**Work request**
Transcribe only part of the material below: the lines from the one containing "Expected: one point per instance of the black" through the one containing "wicketkeeper's face, each", inclusive, exactly as written.
START Task material
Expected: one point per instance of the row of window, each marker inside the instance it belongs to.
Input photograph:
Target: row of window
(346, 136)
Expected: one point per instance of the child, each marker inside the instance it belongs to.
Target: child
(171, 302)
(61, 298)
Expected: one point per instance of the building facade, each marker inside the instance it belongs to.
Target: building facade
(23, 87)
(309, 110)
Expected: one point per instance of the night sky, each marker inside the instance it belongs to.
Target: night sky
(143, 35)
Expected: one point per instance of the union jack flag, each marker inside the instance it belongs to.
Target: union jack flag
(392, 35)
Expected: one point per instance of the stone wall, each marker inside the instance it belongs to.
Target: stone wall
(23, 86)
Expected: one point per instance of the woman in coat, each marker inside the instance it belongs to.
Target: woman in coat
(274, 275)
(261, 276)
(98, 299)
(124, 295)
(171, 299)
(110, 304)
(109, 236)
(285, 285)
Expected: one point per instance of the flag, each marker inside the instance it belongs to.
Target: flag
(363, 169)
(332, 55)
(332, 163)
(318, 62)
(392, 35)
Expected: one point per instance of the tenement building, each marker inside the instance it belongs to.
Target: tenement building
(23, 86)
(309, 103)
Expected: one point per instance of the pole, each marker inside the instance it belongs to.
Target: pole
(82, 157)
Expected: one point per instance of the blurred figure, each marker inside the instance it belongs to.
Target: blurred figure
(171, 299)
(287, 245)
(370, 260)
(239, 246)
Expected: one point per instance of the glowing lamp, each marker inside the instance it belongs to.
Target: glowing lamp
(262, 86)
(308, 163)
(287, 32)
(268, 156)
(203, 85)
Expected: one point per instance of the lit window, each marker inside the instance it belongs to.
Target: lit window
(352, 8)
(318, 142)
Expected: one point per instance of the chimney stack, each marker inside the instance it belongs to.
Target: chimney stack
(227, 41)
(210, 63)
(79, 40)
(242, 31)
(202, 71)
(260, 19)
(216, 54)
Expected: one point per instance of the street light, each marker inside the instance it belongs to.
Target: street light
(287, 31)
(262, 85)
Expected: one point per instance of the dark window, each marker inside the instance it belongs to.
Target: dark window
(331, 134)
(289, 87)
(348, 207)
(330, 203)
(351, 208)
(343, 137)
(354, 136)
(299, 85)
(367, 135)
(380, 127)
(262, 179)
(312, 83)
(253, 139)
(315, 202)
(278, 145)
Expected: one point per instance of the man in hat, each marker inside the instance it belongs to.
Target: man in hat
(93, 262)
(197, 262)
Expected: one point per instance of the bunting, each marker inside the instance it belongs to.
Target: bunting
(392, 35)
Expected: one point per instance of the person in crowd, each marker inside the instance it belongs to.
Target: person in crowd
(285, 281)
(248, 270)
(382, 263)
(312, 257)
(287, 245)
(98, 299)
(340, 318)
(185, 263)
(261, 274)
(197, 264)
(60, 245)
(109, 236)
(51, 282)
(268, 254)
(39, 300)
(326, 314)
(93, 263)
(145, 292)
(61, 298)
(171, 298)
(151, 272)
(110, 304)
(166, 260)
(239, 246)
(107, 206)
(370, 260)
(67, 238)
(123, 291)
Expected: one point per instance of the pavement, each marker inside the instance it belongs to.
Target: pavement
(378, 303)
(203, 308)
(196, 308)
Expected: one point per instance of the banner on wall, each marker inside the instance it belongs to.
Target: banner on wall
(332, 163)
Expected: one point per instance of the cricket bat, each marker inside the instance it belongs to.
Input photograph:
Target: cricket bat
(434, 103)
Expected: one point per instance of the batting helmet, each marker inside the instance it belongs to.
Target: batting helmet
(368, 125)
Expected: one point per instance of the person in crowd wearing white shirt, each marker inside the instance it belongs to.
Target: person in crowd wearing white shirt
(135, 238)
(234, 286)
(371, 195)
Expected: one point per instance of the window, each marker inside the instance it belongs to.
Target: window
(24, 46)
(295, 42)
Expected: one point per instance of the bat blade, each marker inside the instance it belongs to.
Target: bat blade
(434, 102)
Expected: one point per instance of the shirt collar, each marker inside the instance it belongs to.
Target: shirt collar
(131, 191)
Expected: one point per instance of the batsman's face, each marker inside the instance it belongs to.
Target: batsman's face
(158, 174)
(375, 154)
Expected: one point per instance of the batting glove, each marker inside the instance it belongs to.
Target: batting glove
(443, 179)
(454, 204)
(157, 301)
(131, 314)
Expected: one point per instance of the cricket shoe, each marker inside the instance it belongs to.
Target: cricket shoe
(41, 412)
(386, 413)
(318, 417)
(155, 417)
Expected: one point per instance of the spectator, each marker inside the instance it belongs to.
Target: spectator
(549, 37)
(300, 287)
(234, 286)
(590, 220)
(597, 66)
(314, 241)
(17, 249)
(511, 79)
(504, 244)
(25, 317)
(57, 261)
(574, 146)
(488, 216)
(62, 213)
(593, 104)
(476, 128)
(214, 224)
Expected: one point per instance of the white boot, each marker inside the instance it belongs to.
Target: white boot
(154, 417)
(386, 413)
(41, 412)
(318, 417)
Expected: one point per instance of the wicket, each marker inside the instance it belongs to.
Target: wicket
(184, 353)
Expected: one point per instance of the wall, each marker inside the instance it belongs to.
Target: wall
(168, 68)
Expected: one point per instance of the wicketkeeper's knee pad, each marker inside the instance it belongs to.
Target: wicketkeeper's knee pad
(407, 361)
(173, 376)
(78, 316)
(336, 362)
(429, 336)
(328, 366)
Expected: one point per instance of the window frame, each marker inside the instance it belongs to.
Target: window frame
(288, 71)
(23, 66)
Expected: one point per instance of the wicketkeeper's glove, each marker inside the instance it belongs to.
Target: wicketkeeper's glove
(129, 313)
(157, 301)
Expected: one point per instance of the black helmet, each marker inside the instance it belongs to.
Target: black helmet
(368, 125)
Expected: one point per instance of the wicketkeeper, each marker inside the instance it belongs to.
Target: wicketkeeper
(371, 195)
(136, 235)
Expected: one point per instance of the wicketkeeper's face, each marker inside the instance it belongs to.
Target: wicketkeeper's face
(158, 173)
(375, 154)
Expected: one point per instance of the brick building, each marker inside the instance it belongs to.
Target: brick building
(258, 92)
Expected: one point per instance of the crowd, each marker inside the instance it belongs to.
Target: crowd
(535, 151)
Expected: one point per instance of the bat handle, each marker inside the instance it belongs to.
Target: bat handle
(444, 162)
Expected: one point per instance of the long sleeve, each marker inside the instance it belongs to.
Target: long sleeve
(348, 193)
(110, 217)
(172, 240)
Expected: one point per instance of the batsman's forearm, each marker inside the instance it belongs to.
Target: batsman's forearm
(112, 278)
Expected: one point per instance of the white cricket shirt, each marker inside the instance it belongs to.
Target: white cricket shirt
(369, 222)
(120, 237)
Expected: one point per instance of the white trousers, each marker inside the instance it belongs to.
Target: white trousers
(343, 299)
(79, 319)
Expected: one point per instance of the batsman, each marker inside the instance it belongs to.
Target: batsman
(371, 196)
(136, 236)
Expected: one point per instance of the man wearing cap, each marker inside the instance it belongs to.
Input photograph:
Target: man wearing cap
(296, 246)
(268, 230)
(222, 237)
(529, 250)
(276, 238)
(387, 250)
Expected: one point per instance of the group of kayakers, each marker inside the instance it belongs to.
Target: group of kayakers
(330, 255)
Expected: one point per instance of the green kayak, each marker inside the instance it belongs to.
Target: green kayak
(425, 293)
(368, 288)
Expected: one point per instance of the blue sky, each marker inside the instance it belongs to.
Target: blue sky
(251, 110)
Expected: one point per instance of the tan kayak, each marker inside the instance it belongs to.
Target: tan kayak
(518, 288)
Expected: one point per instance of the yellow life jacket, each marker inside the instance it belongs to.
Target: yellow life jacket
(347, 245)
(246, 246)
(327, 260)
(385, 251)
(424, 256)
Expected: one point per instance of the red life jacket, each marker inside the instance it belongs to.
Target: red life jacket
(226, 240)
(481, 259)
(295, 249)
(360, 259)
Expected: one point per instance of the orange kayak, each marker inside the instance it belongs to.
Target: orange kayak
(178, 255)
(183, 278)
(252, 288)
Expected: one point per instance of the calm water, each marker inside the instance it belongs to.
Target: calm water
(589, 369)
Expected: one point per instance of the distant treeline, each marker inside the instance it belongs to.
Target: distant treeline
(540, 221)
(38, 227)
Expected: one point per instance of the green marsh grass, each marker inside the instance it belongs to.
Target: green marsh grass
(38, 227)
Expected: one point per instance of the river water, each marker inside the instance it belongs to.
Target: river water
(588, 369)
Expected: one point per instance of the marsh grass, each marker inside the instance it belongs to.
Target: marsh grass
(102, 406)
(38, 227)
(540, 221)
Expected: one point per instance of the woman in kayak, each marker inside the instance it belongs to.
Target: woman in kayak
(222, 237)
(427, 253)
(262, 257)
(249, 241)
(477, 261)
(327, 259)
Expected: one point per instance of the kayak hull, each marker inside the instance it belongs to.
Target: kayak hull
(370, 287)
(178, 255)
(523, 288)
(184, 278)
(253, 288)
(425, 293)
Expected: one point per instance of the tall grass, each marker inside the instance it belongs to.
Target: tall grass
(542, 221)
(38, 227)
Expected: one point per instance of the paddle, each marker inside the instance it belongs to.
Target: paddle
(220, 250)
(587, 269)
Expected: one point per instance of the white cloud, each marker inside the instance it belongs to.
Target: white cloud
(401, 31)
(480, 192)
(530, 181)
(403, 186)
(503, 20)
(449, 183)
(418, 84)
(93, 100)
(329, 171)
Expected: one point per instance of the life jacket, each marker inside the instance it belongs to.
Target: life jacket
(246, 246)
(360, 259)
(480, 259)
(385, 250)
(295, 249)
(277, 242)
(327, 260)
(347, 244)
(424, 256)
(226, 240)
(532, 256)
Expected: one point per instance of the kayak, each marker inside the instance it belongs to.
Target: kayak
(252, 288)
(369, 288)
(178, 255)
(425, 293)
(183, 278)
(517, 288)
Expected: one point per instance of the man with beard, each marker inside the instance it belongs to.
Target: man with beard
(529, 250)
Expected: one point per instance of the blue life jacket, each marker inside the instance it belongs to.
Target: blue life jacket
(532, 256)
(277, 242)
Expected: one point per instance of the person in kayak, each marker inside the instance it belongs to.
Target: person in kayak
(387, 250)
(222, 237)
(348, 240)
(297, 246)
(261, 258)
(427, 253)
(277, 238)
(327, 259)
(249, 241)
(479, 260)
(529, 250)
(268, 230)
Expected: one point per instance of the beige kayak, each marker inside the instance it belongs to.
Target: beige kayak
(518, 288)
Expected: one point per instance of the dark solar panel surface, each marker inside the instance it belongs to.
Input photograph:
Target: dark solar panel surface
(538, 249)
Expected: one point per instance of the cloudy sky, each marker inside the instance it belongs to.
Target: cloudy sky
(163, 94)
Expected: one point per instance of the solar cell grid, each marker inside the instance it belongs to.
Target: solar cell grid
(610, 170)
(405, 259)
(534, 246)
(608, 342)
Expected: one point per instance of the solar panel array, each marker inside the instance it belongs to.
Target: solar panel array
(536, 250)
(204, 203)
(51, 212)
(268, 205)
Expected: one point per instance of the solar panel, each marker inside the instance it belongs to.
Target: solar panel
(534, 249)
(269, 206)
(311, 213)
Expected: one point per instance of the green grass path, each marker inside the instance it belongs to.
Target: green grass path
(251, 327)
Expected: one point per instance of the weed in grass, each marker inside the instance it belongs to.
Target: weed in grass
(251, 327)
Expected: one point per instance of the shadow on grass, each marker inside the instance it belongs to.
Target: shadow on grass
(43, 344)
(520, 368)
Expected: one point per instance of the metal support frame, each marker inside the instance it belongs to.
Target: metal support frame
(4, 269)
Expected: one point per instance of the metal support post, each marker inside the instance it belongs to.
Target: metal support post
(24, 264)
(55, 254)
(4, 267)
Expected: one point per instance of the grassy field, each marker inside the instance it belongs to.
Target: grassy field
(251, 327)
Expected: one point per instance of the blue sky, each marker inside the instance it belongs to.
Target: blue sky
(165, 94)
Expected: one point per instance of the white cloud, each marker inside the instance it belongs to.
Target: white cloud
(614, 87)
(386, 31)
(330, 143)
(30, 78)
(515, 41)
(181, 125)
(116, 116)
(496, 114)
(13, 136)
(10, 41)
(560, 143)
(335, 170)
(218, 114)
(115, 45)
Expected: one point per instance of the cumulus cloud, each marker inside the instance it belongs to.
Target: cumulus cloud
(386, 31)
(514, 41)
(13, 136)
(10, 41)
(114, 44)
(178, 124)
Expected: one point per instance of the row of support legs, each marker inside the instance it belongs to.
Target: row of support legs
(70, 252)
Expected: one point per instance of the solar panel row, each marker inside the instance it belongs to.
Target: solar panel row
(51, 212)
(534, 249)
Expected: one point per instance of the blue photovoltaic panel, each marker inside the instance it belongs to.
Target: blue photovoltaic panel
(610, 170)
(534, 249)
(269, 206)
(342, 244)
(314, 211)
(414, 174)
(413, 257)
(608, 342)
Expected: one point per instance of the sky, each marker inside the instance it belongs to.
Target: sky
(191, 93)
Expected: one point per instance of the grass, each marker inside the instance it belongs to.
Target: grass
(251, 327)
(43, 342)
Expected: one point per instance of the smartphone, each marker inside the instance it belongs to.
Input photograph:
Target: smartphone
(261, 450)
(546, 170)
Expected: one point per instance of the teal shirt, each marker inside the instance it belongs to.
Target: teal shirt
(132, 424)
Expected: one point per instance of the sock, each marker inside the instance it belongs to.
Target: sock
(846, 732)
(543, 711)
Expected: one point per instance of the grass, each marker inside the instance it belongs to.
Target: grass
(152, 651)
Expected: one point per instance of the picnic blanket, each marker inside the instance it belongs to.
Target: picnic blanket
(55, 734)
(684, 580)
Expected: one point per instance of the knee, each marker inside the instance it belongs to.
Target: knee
END Task material
**Response area**
Expected: one point per instance of the black helmet, each marker inside the instance it belongs to.
Target: black helmet
(368, 125)
Expected: one point per instance of the wicketkeeper, each marker inside the instance it belongs to.
Target: wicketkeeper
(371, 195)
(136, 235)
Expected: one point per instance of the wicketkeeper's face, each marker inside the instance it belongs to.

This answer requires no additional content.